[Opening Excerpted passage section]
Political Palliation for the American Left

Member Group : Jerry Shenk


In a recent article entitled “The Great Lesson of California in America’s New Civil War,” self-identified liberals Peter Leyden and Ruy Teixeira make the (hopeful) prediction that California’s example is America’s future.

In it, California, an insolvent, Democrat-run state, has inspired a “bloodless civil war” in a nation divided by a litany of red and blue state incompatibilities that “inevitably” favor liberals.

One cannot dispute the piece’s subtitle: “[T]here’s no bipartisan way forward at this juncture in our history – one side must win.”

The writers demonize the Republican Party as one “trapped in the brain-dead orthodoxies of an ideology stuck in the past,” “that refused to work with the Democrats in good faith or compromise in any way,” who “misunderstand the other side, then…misrepresent them, and eventually make them the enemy.”

They conclude, “The opportunity for compromise is then lost. This is where America is today.”

That is, indeed, where America is today, but the remainder of Leyden’s and Teixeira’s narrative is a clinical case of psychological projection. Their pejorative word choices alone confirm that no group has moved farther from the center or more-egregiously vilified and misrepresented their opposition than left-sprinting Democrats.
[Closing Excerpted passage section]
[Opening Recorded data section]
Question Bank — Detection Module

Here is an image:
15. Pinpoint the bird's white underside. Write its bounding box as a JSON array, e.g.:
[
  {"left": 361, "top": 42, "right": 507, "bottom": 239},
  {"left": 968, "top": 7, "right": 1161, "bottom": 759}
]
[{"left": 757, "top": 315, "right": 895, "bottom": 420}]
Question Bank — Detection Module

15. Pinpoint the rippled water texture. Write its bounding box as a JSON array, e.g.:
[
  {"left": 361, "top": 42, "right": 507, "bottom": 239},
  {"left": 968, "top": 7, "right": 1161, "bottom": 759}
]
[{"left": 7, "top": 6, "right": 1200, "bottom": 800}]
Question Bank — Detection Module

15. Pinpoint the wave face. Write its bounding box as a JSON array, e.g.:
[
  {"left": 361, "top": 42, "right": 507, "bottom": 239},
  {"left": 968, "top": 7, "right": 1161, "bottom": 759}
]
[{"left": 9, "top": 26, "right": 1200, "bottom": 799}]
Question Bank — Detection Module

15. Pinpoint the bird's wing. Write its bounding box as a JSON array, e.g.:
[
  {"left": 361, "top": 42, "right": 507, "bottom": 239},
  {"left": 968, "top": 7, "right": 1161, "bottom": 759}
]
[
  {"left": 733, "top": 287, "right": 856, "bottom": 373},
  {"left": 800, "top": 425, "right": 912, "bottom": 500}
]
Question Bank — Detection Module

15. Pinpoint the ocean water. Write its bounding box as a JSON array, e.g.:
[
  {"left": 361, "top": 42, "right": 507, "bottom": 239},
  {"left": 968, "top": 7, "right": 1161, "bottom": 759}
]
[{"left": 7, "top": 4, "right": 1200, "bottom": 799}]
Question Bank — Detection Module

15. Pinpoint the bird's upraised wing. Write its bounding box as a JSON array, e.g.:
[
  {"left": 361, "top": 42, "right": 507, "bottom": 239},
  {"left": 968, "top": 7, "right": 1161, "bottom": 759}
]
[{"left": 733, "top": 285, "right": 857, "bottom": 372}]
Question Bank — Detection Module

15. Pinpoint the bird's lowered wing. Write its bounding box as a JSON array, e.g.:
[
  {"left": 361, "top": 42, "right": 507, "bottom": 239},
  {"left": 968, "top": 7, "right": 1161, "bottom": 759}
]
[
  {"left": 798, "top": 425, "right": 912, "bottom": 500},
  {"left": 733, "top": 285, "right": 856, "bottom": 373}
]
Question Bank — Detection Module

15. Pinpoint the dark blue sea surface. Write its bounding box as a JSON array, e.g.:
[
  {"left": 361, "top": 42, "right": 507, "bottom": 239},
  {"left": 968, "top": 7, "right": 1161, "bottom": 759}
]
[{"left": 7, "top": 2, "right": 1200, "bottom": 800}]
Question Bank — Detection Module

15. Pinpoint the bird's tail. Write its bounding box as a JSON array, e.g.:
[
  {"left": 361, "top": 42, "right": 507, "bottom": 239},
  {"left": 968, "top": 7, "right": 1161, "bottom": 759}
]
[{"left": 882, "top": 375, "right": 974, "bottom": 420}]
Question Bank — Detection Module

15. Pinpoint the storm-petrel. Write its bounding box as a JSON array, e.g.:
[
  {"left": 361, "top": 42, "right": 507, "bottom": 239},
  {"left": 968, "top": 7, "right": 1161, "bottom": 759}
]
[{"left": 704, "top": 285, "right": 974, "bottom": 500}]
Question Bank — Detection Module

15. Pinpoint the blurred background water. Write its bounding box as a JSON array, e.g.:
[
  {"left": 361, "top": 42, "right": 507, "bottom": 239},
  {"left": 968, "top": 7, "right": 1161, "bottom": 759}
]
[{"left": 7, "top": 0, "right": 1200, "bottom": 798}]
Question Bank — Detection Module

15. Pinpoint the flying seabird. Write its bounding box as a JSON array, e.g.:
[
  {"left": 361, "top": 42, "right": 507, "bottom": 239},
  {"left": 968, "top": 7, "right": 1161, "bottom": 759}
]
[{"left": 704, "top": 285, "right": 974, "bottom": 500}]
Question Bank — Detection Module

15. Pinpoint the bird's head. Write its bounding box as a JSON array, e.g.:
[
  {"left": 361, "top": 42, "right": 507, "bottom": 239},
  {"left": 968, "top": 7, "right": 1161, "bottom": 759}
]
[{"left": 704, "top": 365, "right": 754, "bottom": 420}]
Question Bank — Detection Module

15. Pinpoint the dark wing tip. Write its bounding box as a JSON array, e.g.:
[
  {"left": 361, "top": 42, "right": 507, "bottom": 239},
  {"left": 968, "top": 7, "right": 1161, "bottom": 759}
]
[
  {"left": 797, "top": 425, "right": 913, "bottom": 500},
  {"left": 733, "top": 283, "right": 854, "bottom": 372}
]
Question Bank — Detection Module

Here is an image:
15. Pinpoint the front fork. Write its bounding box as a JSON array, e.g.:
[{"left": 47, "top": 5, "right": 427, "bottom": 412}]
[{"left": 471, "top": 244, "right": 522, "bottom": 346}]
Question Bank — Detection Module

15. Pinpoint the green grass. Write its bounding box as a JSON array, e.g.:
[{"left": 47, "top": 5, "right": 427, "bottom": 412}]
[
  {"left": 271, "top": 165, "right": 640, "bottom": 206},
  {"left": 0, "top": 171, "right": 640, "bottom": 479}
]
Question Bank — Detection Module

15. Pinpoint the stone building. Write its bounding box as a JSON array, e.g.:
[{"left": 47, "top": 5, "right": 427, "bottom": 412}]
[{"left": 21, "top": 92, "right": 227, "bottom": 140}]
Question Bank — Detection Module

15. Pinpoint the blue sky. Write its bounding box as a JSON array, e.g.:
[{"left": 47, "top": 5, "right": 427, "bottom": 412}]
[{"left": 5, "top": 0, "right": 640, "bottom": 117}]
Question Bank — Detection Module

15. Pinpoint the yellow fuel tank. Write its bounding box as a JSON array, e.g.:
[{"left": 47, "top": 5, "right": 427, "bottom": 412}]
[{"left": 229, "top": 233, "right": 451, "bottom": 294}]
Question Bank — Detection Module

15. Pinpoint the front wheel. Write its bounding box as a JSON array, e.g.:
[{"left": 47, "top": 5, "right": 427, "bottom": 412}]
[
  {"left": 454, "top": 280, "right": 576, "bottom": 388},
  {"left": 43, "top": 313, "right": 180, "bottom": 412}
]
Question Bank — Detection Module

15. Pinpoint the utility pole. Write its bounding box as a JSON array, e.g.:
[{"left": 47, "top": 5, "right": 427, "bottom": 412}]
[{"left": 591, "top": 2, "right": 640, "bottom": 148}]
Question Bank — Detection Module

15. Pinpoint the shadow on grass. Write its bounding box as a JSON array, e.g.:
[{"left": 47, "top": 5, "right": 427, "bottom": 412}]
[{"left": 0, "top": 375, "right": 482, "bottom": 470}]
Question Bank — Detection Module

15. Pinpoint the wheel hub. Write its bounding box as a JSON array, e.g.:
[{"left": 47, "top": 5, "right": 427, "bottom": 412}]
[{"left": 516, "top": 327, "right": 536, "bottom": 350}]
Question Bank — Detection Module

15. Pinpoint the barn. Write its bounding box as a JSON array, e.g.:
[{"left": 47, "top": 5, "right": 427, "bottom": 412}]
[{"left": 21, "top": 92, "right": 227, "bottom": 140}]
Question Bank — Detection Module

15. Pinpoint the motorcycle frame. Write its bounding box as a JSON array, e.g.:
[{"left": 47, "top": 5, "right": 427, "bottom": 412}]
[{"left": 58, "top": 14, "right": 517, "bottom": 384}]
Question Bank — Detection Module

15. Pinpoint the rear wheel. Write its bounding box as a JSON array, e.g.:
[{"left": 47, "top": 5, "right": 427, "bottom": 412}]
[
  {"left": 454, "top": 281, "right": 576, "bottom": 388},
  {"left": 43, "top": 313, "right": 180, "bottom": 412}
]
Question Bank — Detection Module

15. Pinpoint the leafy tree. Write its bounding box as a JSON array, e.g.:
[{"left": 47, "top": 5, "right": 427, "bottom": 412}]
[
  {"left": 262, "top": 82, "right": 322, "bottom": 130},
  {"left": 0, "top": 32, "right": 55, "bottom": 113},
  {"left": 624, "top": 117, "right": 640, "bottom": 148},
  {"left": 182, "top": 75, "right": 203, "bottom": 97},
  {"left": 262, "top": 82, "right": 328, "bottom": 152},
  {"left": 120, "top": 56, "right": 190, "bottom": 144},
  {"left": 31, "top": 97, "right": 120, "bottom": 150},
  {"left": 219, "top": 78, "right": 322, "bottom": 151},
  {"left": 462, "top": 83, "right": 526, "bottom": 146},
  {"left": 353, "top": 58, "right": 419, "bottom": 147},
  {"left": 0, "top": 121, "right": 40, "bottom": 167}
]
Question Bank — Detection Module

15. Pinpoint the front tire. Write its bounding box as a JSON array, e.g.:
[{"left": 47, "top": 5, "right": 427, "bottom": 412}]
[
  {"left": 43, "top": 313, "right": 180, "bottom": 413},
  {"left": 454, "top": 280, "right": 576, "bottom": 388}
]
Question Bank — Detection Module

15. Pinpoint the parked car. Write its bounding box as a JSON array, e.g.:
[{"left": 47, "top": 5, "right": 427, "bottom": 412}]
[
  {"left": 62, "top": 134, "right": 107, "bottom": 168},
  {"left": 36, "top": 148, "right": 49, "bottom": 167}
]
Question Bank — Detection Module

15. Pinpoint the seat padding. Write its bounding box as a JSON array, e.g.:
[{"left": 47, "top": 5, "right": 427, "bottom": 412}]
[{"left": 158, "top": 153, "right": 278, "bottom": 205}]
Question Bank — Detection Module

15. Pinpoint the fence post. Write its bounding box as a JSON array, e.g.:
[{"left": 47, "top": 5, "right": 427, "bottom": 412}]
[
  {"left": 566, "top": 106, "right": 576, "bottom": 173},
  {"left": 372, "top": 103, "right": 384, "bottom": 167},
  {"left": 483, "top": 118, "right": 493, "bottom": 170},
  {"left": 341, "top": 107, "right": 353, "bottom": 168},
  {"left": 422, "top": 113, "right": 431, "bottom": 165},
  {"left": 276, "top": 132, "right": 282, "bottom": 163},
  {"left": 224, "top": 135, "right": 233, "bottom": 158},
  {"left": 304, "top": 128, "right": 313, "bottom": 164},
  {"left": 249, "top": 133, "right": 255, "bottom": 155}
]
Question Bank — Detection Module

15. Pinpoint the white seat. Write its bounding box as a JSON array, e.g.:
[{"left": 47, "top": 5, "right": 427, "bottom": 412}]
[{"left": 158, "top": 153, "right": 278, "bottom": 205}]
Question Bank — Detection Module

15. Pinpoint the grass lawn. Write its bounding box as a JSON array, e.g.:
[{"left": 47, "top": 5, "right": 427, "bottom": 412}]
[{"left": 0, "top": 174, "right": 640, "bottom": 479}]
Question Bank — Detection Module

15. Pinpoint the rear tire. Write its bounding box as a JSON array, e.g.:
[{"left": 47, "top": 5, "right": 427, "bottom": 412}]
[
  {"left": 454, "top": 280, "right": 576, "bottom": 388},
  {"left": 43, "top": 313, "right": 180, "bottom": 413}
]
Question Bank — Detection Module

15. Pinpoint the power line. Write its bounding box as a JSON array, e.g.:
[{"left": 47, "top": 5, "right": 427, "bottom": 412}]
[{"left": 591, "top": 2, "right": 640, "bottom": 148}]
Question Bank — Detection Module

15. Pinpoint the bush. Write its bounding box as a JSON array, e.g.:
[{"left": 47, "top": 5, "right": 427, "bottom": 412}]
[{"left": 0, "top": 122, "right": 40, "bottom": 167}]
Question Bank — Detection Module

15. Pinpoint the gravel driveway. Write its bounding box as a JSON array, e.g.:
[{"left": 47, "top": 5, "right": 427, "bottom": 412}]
[Closing Recorded data section]
[What this exercise asks]:
a. Answer these questions about the opinion piece on the American left:
(i) Which two writers wrote the article that the piece discusses?
(ii) What kind of civil war does the piece say California has inspired?
(iii) What does the author call the rest of those writers' narrative?
b. Reproduce the part of the opinion piece on the American left starting at "Member Group : Jerry" and ending at "is America’s future.".

[Exercise answers]:
a.
(i) Peter Leyden and Ruy Teixeira
(ii) A "bloodless civil war"
(iii) A clinical case of psychological projection

b.
Member Group : Jerry Shenk


In a recent article entitled “The Great Lesson of California in America’s New Civil War,” self-identified liberals Peter Leyden and Ruy Teixeira make the (hopeful) prediction that California’s example is America’s future.